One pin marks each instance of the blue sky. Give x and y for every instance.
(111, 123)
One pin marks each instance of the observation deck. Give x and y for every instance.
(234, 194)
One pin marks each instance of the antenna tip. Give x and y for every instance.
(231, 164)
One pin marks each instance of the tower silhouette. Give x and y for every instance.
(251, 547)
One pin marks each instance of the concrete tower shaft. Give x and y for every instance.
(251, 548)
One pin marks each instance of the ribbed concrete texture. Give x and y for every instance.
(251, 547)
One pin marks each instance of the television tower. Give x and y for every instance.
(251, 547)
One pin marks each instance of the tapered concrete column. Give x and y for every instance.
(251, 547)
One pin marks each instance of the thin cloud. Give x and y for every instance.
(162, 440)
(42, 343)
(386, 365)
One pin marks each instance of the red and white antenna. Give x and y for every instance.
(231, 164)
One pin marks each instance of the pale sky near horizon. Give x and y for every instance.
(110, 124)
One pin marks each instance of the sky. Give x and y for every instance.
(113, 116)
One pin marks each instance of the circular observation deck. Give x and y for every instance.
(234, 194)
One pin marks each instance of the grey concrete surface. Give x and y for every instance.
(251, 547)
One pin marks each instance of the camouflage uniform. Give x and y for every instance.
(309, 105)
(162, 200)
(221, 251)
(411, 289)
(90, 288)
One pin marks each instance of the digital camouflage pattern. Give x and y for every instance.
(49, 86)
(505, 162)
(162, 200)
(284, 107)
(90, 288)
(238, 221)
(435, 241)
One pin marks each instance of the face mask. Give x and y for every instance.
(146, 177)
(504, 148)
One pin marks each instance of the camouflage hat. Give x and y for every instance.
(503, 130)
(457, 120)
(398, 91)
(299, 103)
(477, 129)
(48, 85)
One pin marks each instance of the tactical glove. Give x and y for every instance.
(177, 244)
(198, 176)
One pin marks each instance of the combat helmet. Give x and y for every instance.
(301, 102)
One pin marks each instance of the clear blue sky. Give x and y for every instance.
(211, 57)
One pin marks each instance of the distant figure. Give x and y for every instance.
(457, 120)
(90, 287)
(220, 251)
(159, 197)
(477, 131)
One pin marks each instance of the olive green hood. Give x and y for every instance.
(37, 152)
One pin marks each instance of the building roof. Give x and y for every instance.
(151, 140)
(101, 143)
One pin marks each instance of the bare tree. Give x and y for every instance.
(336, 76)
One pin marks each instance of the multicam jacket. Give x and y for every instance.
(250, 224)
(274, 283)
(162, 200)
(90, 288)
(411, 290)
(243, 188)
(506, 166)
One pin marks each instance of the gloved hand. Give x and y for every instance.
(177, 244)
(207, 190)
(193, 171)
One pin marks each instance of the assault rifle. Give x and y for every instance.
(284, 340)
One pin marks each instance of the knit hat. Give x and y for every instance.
■ ■ ■
§ **WHAT TO WORK ON**:
An exact copy of every entry is the expected result.

§ **RESPONSE TO THIS EXERCISE**:
One pin marks each instance of the blue sky. Give x and y for every instance.
(111, 123)
One pin marks each instance of the observation deck. Give x and y for every instance.
(234, 194)
One pin marks each instance of the antenna tip. Give x and y for every instance.
(231, 164)
One pin marks each instance of the tower silhouette. Give x and y for every instance.
(251, 547)
One pin marks each instance of the concrete tower shaft. Give x and y for every instance.
(251, 548)
One pin marks each instance of the ribbed concrete texture. Give x and y for every instance.
(251, 547)
One pin marks each instance of the television tower. Give x and y for every instance.
(251, 547)
One pin marks each instance of the tapered concrete column. Give x and y for every instance.
(251, 547)
One pin marks each instance of the thin cloud. Give x and y for every instance.
(162, 440)
(42, 343)
(386, 365)
One pin marks each instance of the red and white antenna. Give x and y for every instance.
(231, 164)
One pin marks each instance of the pale sky near horizon. Give x and y for every instance.
(110, 124)
One pin marks each instance of the sky. Give x and y for every instance.
(113, 116)
One pin marks each instance of the circular observation deck. Give x and y for every instance.
(234, 194)
One pin marks each instance of the grey concrete surface. Give x and y for every instance.
(251, 547)
One pin marks each instance of the camouflage uniform. Give x and y for every instance.
(309, 105)
(162, 200)
(221, 251)
(411, 289)
(90, 288)
One pin marks each instance of the digital camouflage pattern. Give x and y for every instance.
(49, 86)
(505, 162)
(162, 200)
(284, 107)
(90, 288)
(238, 221)
(435, 241)
One pin marks each instance of the face mask. Give x and y for every instance.
(146, 177)
(504, 148)
One pin marks each instance of the camouflage hat. Give x and y for every instance.
(503, 130)
(457, 120)
(398, 91)
(299, 103)
(477, 129)
(48, 85)
One pin marks each instance of the tactical glove. Give x and y for every instance.
(177, 244)
(198, 176)
One pin marks each instance of the combat helmet. Give x and y for every instance.
(301, 102)
One pin marks each instance of the clear blue sky. Give x and y for every instance.
(211, 57)
One pin marks each instance of the distant figure. Give x and y for every instance.
(457, 120)
(90, 287)
(220, 251)
(159, 197)
(477, 131)
One pin marks each instance of the olive green hood. Give x and y for every instance.
(37, 152)
One pin marks each instance of the building roof. Give x and y for every instance.
(151, 140)
(101, 143)
One pin marks each instance of the bare tree. Give x and y for every instance.
(336, 76)
One pin marks each instance of the multicam jacket. Give x and y for every instance.
(250, 224)
(274, 283)
(162, 200)
(90, 288)
(411, 290)
(243, 188)
(506, 166)
One pin marks each instance of the gloved hand. Give x and y for every instance.
(177, 244)
(207, 190)
(193, 171)
One pin marks each instance of the assault rifle. Give x and y for every instance.
(284, 340)
One pin marks each instance of the knit hat. Give x and y for every instance.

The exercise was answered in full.